— Task to carry out —
Each line below is to be copied exactly; images do not go into the copy.

— Dataset entries —
------------------------------------------------------------------------

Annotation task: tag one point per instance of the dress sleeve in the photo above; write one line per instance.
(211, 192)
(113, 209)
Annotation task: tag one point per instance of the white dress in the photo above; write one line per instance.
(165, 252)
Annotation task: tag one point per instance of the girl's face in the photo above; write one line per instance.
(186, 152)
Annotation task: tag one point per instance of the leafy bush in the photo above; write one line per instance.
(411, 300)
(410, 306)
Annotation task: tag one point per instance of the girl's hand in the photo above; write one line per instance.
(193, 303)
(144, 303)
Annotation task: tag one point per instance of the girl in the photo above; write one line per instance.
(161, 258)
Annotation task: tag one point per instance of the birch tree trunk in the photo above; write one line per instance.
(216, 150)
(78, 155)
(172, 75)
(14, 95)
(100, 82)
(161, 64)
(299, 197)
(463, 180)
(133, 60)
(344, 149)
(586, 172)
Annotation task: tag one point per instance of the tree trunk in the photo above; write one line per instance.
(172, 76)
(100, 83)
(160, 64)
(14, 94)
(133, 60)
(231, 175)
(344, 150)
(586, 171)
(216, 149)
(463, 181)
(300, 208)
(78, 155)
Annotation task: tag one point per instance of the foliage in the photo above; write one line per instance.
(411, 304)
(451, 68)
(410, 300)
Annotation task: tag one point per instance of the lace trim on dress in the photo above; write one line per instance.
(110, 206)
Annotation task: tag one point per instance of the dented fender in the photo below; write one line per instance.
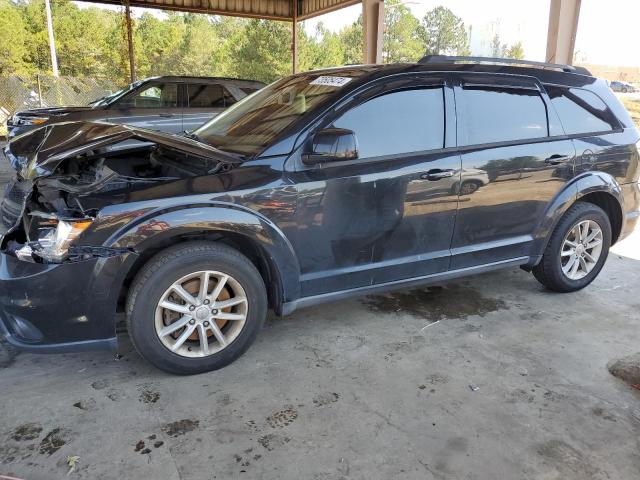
(155, 228)
(38, 152)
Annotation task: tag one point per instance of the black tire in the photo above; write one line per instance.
(167, 267)
(549, 270)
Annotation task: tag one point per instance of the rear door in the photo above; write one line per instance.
(204, 101)
(155, 106)
(388, 215)
(515, 160)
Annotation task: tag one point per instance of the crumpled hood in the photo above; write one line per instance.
(38, 152)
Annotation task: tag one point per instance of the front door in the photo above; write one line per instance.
(515, 160)
(389, 215)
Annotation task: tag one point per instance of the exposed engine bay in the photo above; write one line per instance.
(42, 213)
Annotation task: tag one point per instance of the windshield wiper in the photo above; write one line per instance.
(192, 136)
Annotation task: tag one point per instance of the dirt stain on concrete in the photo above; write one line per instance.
(7, 355)
(568, 461)
(272, 441)
(27, 431)
(323, 399)
(53, 441)
(148, 395)
(436, 303)
(282, 418)
(181, 427)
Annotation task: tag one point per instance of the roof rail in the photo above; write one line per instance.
(444, 59)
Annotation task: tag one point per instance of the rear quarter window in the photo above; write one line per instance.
(502, 114)
(581, 111)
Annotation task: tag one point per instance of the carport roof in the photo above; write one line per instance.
(268, 9)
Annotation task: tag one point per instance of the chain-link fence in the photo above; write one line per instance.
(18, 93)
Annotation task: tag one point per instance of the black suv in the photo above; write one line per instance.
(168, 104)
(321, 186)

------------------------------------------------------------------------

— Exercise solution —
Annotation task: tag one point per instance of the dress sleeve in the photo above; write one line per instance.
(211, 192)
(113, 209)
Annotation task: tag one point per instance of the white dress in the photo above; write one line per instance.
(165, 252)
Annotation task: tag one point per instance of the girl's face in the photo above; write one line per instance.
(186, 152)
Annotation task: tag one point per instance of the leafy bush in the photo above; write one line per instance.
(411, 300)
(410, 306)
Annotation task: tag one point per instance of the girl's hand in the photo above; write one line per instance.
(193, 303)
(144, 303)
Annotation task: tag one point per instance of the girl in the photo above; write one line per instance.
(161, 258)
Annotation task: tag one point per instance of the birch tree trunk in the photo above; write one line per instance.
(216, 150)
(78, 155)
(172, 75)
(14, 95)
(100, 82)
(161, 64)
(299, 197)
(463, 180)
(133, 60)
(344, 149)
(586, 172)
Annotation task: tag one point per instance of the tree trunk in the photo above; write one line per instance.
(172, 76)
(100, 83)
(160, 64)
(14, 94)
(133, 60)
(231, 175)
(344, 150)
(586, 171)
(216, 149)
(463, 181)
(300, 208)
(78, 155)
Annotation task: tag one point per instance of the foliage in the photo above; write one line per instance.
(411, 304)
(451, 68)
(410, 300)
Annotation task: tag one point per instance of the lace trim on dress in the photo above; write one line per instance.
(110, 206)
Annotation task: tag one point per instance of the dented fender in the photo below; write one line per instance.
(155, 228)
(38, 152)
Annotation task: tag one point per instance of the black tire in the photo above; write one line per instance.
(167, 267)
(549, 270)
Annotation task: tag one point per instance of the rear door in the photo above; write one line per instance.
(204, 101)
(155, 106)
(388, 215)
(515, 160)
Annotation task: tag one point per instance of the crumpled hood in the photo above; write one line per instance.
(38, 152)
Annotation task: tag one point per instance of the front door in the photo above; write one line per instance.
(515, 160)
(389, 215)
Annotation task: tag one point per instance of the exposed engine bay in the photo above; write one line per instance.
(42, 213)
Annotation task: tag one point per instance of the windshield wiper in the photo above; write one line per instance.
(192, 136)
Annotation task: tag one point per instance of the dirt stain on concrete in the photo above; write one line per instance.
(7, 355)
(568, 461)
(272, 441)
(27, 431)
(323, 399)
(53, 441)
(148, 395)
(436, 303)
(282, 418)
(181, 427)
Annotation task: tag one point per instance of the roof rail in the photo above; write one line per instance.
(444, 59)
Annotation task: tag one point per instance of the rear quarter window in the photo above; write one line per instance.
(502, 114)
(581, 111)
Annotation task: tag one point per instance of the carport roof in the photo above; write one line per instance.
(268, 9)
Annotation task: tag one point per instance of the chain-link fence in the photo above; write one line per instance.
(18, 93)
Annotation task: tag one point per instance of the black suv in the photo above; write one line per instance.
(168, 104)
(321, 186)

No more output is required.